● **Required task**: Reproduce without changes everything from the line containing "in light blue" down to the line containing "252,68,331,250", including both of those lines.

══ Provided material ══

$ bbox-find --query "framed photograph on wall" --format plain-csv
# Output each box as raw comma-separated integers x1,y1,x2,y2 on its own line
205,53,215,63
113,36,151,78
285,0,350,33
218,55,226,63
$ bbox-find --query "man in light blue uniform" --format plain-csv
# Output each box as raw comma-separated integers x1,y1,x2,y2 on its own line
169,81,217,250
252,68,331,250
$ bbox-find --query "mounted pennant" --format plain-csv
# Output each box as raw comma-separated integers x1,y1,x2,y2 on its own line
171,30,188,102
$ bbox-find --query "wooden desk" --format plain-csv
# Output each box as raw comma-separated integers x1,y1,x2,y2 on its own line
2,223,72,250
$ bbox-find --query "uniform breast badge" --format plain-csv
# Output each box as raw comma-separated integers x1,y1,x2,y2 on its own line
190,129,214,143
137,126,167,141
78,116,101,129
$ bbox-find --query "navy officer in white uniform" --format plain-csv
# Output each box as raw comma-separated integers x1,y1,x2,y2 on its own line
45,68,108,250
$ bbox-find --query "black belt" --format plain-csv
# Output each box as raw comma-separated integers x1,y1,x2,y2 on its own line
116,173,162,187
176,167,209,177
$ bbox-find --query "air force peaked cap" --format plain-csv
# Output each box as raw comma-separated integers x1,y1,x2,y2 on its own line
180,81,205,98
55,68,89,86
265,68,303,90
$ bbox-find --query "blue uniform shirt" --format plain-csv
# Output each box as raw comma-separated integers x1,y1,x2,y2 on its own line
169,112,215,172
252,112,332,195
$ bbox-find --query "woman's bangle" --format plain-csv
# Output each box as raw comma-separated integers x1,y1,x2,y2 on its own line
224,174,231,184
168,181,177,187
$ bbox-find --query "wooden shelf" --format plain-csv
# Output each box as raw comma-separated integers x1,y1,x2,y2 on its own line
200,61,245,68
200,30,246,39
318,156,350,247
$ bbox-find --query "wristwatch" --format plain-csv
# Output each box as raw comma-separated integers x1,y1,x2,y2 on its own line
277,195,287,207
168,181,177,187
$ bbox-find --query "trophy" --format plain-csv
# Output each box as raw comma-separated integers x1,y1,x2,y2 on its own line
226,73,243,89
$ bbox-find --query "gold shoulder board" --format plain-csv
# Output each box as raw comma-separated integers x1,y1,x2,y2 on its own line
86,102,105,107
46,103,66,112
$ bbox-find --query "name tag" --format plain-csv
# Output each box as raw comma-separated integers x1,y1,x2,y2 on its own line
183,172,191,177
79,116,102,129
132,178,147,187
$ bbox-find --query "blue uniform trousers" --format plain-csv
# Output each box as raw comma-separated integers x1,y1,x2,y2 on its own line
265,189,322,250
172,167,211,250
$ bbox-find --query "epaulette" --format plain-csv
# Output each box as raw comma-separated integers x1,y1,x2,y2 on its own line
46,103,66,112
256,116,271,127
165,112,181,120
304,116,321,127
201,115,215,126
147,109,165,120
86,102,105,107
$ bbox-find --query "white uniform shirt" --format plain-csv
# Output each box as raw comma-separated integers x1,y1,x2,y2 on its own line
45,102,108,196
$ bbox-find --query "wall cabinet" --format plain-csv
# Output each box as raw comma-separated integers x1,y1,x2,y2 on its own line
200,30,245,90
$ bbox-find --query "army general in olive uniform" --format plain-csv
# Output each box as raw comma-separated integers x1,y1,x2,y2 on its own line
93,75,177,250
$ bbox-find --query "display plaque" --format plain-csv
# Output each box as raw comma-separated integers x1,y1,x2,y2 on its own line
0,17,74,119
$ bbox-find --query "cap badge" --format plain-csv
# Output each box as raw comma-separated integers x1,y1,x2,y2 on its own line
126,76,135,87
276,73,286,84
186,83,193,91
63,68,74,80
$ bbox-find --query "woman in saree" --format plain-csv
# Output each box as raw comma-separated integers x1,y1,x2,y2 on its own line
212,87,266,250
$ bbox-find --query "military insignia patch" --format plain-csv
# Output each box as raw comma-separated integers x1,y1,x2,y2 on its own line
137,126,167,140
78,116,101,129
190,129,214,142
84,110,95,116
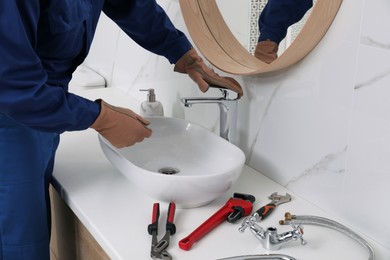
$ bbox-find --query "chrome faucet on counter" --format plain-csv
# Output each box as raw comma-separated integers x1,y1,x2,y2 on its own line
181,86,237,144
239,218,306,250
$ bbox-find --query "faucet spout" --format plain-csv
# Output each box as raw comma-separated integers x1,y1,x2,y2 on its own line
181,89,237,144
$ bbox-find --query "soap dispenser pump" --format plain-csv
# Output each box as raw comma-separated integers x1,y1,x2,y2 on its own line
140,88,164,116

═══

● **Result**:
$ bbox-find --query "man in light blue uniform" --format plain-csv
# Output each box as raw comma-separated integers x1,y1,x2,y2 on its own line
169,81,217,250
252,68,331,250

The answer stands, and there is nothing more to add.